• Tareas por realizar:
1. Resume de forma más breve el párrafo del texto sobre el libro de Lispector que empieza con «Así, el libro consiste en esos diálogos constantes» y conserva sus datos principales.
2. Según el texto sobre el libro de Lispector, ¿en quiénes se disocia Lispector para establecer los parámetros bajo los cuales se forma una obra?
3. Retoma el texto sobre el libro de Lispector a partir de su última oración y continúalo.

• Bloque de texto:
_ _ _ _

Así, el libro consiste en esos diálogos constantes entre autor y Ángela en el que las dudas existenciales recaen sobre el autor, mientras que Ángela tiene un concepto muy claro y definido sobre ella misma porque el escritor es consciente que, en el fondo, «Ángela fue creada, pero ahora me toca a mí hacerme un hombre nuevo». Así, paradójicamente, es Ángela avanza incontrolable hacia alguien perfectamente definido, que sabe quién es y cómo es, mientras que el autor nada en el desconcierto constante y se ve superado por la afirmación incesante de su propio personaje. Las certezas de ella tienen como reflejo las dudas de él, porque «tuve que inventar un ser que fuera todo mío. Pero lo que ocurre es que ella está ganando demasiada fuerza».

«Ángela —si realmente pudiera escribir— expondría ideas en sucio, porque es incapaz de dirigirse a un posible lector con el desorden espontáneo que utiliza en este libro»; es así como la autora utiliza un alter ego para reflejar en el propio libro el estilo que su personaje utilizaría en el caso de escribir. De esta manera, el libro traza una línea invisible entre el proceso que va del pensamiento a la escritura y cuestiona de forma metaliteraria el propio acto de escribir y el resultado que de él se pretende conseguir. Así Lispector se disocia en Ángela y su autor para establecer los parámetros bajo los cuales se forma una obra, en concepto, ejecución y resultado, componiendo un relato cohesionado en el cual no existe división entre autor y lector sino que su relato forma parte del conjunto que conforma el propio universo creativo.

_ _ _ _

(Entradas del conjunto de datos)
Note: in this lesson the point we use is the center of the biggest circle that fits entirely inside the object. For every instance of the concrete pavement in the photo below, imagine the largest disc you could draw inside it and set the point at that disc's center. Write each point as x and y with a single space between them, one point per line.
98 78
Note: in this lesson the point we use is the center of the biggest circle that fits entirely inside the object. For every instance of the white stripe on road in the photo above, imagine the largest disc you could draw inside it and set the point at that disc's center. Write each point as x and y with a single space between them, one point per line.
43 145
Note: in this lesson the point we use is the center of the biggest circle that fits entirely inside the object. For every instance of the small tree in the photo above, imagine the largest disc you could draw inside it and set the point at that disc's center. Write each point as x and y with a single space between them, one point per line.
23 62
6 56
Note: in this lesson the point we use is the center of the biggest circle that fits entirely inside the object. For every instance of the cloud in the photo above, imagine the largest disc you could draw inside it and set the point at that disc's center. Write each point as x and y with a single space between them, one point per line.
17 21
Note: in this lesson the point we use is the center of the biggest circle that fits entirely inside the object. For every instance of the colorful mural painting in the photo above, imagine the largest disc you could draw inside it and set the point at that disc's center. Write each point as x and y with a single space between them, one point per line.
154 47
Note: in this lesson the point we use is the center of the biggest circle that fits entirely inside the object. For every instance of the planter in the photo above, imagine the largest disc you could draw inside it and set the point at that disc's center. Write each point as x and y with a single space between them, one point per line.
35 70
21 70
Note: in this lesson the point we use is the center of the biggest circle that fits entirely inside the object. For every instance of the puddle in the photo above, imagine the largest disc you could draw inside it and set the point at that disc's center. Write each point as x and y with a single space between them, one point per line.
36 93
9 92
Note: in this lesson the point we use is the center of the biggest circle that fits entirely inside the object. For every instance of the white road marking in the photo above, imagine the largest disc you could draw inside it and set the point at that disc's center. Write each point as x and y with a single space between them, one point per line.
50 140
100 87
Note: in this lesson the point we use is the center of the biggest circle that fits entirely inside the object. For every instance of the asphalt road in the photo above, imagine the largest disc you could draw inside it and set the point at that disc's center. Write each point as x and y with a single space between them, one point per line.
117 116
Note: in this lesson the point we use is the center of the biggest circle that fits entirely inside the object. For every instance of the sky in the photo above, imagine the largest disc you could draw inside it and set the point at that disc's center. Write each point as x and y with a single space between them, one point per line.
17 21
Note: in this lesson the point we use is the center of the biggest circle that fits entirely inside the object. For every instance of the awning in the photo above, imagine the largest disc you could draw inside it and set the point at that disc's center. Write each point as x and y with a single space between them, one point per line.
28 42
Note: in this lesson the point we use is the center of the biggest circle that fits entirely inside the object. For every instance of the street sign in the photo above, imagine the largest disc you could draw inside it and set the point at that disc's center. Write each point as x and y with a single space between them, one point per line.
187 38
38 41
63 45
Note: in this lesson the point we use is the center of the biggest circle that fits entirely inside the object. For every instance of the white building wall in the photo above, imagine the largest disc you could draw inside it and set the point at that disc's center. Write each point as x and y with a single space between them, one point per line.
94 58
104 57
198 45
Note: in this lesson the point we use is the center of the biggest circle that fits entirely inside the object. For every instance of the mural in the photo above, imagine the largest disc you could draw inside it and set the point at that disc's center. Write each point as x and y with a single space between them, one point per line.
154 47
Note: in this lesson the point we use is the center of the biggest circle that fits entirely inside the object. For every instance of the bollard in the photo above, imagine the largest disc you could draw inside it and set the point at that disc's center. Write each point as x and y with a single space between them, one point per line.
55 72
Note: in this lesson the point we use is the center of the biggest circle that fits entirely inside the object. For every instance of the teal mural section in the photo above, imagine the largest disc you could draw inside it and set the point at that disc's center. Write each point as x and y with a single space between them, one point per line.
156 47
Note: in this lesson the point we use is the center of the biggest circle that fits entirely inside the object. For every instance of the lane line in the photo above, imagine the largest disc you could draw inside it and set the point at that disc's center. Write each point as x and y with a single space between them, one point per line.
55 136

_ _ _ _

• Resultados esperados:
1. El libro se compone de diálogos constantes entre el autor y Ángela. Las dudas existenciales recaen sobre el autor, mientras que Ángela tiene una idea clara y definida de sí misma. Paradójicamente, ella avanza sin control hacia alguien que sabe quién es y cómo es. El autor, en cambio, vive en un desconcierto constante y se ve superado por su propio personaje. Él lo reconoce al decir que inventó un ser que fuera todo suyo, pero que ella «está ganando demasiada fuerza».

2. En Ángela y su autor.

3.
Por ello, el libro que ha escrito Lispector es una confesión sobre el sentido de la escritura, sobre cómo este va intrínsecamente ligado a los sentimientos y a la propia persona. La escritura como acto de existir. La escritura como acto de sentir. Inseparable lo uno de lo otro, la escritura toma cuerpo en los textos de Lispector y une sentimientos con palabras, tejiendo un relato en torno a la imbricación entre el arte de escribir como apéndice, como extensión, al acto de sentir y de existir porque «quiero escribir con palabras tan ligadas las unas con las otras que no haya intervalos entre ellas y yo», porque «escribiendo únicamente una línea a veces es suficiente para salvar el corazón de uno mismo».

En esta obra póstuma de Lispector, escrita en sus momentos finales cuando padecía el cáncer que acabó con su vida, la autora no pone un punto final a su carrera, sino justo lo contrario: es un punto de partida, un punto que parte del ahora y aquí, pues «no empiezas por el principio, empiezas por el medio, empiezas por el instante de hoy» (y que enlaza con el it de «Agua Viva»); es la desconstrucción de una vida que utilizando la figura de un escritor y su protagonista sirven a la autora para recomponerse desde el inicio, empezar de nuevo, desplegar un lienzo en blanco sobre el que esbozar, como si pudiera comenzar de nuevo, su vida, sus temores, indagando en quien es y quien quiere ser. No es una mirada atrás de la vida de la propia autora, sino un nuevo punto de partida, un nuevo inicio, un nuevo comienzo surgido desde una nada, desde el ahora sin tener en cuenta el antes; cómo la propia autora expone afirmando que «para poder escribir, antes tengo que liberarme de las palabras»; la autora hace lo propio con ella misma, despojándose de su propia existencia para poder entenderse. Una vida iniciada de golpe, como un despertar que aparece justo en el momento en que su existencia se acercaba al sueño eterno.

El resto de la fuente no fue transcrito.